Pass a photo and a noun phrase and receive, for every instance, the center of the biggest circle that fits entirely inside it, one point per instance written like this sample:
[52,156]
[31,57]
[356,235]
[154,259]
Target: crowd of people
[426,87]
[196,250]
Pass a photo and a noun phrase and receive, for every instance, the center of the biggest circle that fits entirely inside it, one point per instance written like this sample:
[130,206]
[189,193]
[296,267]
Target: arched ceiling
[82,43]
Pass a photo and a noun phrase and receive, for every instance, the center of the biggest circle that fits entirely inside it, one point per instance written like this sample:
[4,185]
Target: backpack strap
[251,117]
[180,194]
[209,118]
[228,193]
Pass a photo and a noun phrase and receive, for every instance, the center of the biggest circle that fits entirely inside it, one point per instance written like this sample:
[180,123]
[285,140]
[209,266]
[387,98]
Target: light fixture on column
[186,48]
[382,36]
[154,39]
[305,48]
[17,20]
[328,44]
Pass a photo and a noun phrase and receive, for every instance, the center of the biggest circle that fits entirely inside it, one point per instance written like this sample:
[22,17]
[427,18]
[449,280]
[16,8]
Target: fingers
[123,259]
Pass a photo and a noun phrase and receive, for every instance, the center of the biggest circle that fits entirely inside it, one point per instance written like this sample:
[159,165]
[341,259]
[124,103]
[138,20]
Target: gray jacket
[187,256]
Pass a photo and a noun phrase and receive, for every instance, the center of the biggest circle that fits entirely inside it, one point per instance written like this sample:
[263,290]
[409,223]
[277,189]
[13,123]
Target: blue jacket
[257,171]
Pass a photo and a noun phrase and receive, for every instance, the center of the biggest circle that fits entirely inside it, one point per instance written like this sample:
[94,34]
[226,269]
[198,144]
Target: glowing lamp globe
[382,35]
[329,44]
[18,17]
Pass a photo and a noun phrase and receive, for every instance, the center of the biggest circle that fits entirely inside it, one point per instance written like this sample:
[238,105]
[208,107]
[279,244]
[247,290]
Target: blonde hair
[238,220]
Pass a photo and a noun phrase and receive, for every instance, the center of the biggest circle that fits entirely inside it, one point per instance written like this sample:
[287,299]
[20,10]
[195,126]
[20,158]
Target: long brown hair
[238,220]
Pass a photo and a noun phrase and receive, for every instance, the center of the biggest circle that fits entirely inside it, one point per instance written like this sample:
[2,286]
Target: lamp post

- **Problem description**
Output the full listing exactly as it stands.

- **Answer to the task**
Pass a photo and a noun phrase and receive, for every instance, the center of the biggest circle that fits entirely inside it, one point per instance written like this sample:
[52,156]
[31,57]
[356,235]
[154,259]
Target: crowd of people
[426,87]
[196,250]
Pass a photo and a noun phrase and receive, for every instance, the center of the biggest circle that fits entirely inside it, one point per instance written like this sample:
[130,206]
[189,193]
[296,267]
Target: arched ceiling
[82,43]
Pass a photo and a noun phrase and receive, for every instance, the center of the biggest circle that fits entirely inside it, one point per instance written like this sample:
[4,185]
Target: backpack strap
[251,117]
[180,194]
[209,118]
[228,193]
Pass a photo and a noun phrase and receive, for every instance, the center of the biggest circle that fits entirely inside it, one point per instance written like this sample:
[180,123]
[285,140]
[209,266]
[387,98]
Target: light fixture on column
[186,48]
[382,36]
[154,39]
[305,48]
[17,20]
[328,44]
Pass a photo and a noun phrase and receive, for every instance, the center of the biggest circle that fits entirely inside it, one point per instance written like this sample:
[22,17]
[427,18]
[449,280]
[16,8]
Target: fingers
[123,259]
Pass a photo and a noun phrase and receive, for every instance, the center of the biggest circle that fits entirely inside it, one point per instance written like this sample:
[159,165]
[341,259]
[124,103]
[138,20]
Target: gray jacket
[187,256]
Pass a photo and a noun phrase and receive, for every instance, the center of the biggest circle that fits entirely inside it, one point per instance written like this sample:
[263,290]
[409,223]
[277,189]
[13,123]
Target: blue jacket
[257,171]
Pass a photo and a noun phrase and receive, for every instance, the center of the biggest circle that fits entirely inside it, one point per instance written like this sample:
[94,34]
[226,269]
[198,144]
Target: glowing lamp globe
[382,35]
[329,44]
[18,17]
Pass a photo and a noun phrase and receive, for every instance, the center of the biggest circle that fits entirely inside it, one point per instance written like this sample:
[238,105]
[208,107]
[279,244]
[247,290]
Target: blonde hair
[238,220]
Pass a photo and a noun phrase and receive, for every instance, the center of the biggest circle that fits entirely inside it, one point per instance written like this sample:
[287,299]
[20,10]
[195,126]
[20,158]
Target: long brown hair
[238,220]
Pass a photo and a noun phrase and receive, for every instance, the center of the biggest circle that fits entirely inside it, one point per instance written like this sample:
[2,286]
Target: lamp post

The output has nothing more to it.